---- Material for this exercise

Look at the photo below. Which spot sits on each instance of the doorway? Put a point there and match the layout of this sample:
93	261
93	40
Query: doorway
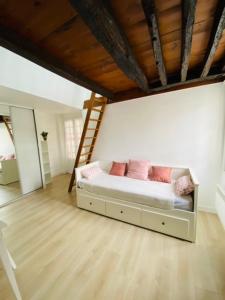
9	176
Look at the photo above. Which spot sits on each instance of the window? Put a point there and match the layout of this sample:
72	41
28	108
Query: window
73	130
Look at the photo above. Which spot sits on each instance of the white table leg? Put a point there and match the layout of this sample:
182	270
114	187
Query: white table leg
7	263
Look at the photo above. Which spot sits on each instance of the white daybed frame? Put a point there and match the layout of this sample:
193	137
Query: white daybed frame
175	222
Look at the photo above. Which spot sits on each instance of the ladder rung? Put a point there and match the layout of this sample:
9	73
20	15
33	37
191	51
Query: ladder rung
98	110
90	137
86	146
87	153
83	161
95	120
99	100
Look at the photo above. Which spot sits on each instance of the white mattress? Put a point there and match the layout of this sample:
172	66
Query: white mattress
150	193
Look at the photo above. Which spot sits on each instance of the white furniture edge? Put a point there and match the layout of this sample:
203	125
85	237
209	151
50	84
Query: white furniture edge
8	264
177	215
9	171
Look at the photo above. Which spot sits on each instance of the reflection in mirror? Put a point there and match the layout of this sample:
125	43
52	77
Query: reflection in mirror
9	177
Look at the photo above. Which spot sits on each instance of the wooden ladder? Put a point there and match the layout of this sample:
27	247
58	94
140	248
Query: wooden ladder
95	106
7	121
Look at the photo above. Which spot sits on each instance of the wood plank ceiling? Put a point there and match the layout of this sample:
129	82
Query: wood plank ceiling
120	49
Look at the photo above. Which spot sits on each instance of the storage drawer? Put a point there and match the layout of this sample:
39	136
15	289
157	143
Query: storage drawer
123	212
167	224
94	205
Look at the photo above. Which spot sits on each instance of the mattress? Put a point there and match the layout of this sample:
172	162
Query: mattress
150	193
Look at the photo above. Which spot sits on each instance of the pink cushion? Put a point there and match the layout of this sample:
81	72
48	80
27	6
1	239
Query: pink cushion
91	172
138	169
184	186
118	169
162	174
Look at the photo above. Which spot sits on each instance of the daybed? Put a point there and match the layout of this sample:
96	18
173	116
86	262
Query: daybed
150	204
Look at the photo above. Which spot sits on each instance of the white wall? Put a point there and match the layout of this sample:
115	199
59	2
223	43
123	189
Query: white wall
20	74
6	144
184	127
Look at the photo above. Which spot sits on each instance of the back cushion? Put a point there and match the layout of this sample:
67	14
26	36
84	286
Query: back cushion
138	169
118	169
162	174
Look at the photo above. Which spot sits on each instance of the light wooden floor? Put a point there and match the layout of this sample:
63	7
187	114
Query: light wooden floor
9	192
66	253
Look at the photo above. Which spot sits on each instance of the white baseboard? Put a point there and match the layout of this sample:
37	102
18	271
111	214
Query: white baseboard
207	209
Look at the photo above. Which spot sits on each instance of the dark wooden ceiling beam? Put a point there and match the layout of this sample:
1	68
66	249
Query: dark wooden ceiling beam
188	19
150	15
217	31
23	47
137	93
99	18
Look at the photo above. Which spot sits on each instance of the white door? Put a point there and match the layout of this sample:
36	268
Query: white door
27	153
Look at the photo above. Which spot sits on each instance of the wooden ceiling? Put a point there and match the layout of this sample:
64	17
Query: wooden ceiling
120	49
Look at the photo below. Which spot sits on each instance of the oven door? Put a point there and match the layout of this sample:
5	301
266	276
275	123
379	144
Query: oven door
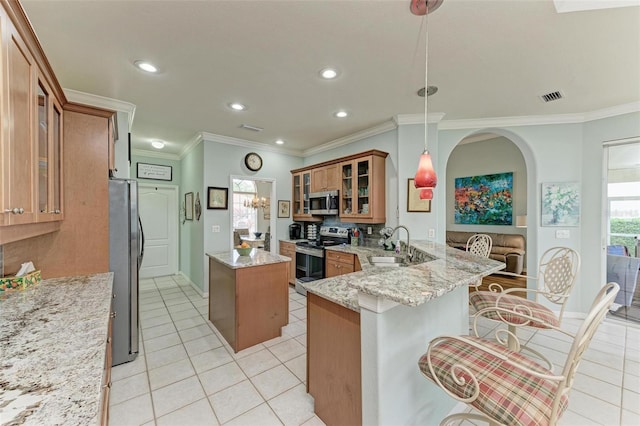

--------

» **Exercise prompt**:
Reproduce every line above exactly as written, omitting the images.

» **Output of the exercise**:
Look at the photo below. Which spot sits on each instance of the doorway? Put a point there and match the layout of this sample:
93	261
93	40
Query: doorway
9	176
Look at the photo above. Which spot sits on each instance of the window? Put a point there and match the layout of this sample:
72	41
28	108
Query: window
73	130
Look at the photo above. Which spot sits on each instance of the white table leg? Put a point there and match the layout of this sample:
182	270
114	187
Query: white table leg
7	263
Look at the photo above. Which spot sits on each instance of the white daybed frame? Put a point there and match the layout of this sample:
193	137
Query: white daybed frame
175	222
Look at the photo above. Which spot sits on each instance of the ladder rung? Put a point there and match the layout of this sample:
9	73
20	15
33	37
191	51
Query: ladder rung
98	110
90	137
86	146
87	153
83	161
95	120
99	100
Look at the photo above. Which spot sits on each instance of the white mattress? Put a point there and match the layout of this sample:
172	66
Query: white mattress
150	193
Look at the photo above. Which spot sits on each instance of the white furniture edge? Put a point there and match the layout of this sample:
203	125
85	237
209	151
50	84
Query: white furniture edge
8	264
177	215
9	171
Look at the photo above. Which spot sits on each instance of the reflection in mirror? Put a point there and match the layout of this sample:
125	43
52	77
Query: reflection in mirror
9	177
Look at the photo above. Which spot sits on each instance of the wooden ladder? Put a point there and match the layout of this sample:
27	247
58	94
140	248
Query: wooden ladder
95	106
7	121
Look at the photo above. Which spot sits on each instance of the wood plank ceiling? Put a point there and match the layout of this sample:
129	82
Query: wood plank ceiling
120	49
Look at the photo above. Which spot sits on each instance of the storage drawer? Put a point there and match the layout of this sample:
39	136
15	289
157	143
Query: storage drawer
123	212
167	224
94	205
Look at the photo above. Which spot sits on each instance of the mattress? Put a point there and match the layout of this sample:
172	162
Query: mattress
150	193
Look at the photo above. Which spot sits on each instance of the pink cushion? Put a point there and match the layout of this sample:
81	72
48	80
27	6
1	239
Query: pink cushion
91	172
138	169
184	186
118	169
162	174
Look at the photo above. Which spot sits on each instance of the daybed? Put a point there and match the layout of this sample:
96	18
173	116
86	262
Query: daybed
150	204
Look at the photo above. Which spot sits on each instance of the white wall? Put a point there and match the layout of this sample:
115	199
59	2
223	43
123	189
Query: white wall
20	74
6	144
184	127
Look at the photo above. Which spot sits on each instance of the back cushion? Put a point there and match the layout of this sample:
67	14
26	36
84	286
Query: back cushion
138	169
118	169
162	174
Look at the photo above. Which spot sits on each instance of the light wooden floor? Put a point there and match the layout of this sample:
63	7
187	114
Query: light wooden floor
9	192
66	253
Look at the photo above. Which spot sits on each instance of the white baseboard? Put a point there and match the layout of this sample:
37	102
18	271
111	214
Query: white baseboard
207	209
Look at the photo above. Which spot sits on each instance of the dark wooden ceiling beam? Put a point there and match the layout of this sample:
1	68
66	249
Query: dark wooden ceiling beam
188	19
150	15
217	31
23	47
137	93
99	18
Look at the photo above. Which spot sits on each instance of the white door? Put a point there and match the layout of this sample:
36	268
Query: white door
27	153
Look at the photo above. Which spot sits on each instance of the wooden ceiling? Put a point there and match the layout of this sample:
64	17
Query: wooden ceiling
120	49
Look at the photo below. Which spot sits on each instance of the oven door? Put a point there and match the layout of this sample:
5	301
266	276
275	123
379	144
Query: oven door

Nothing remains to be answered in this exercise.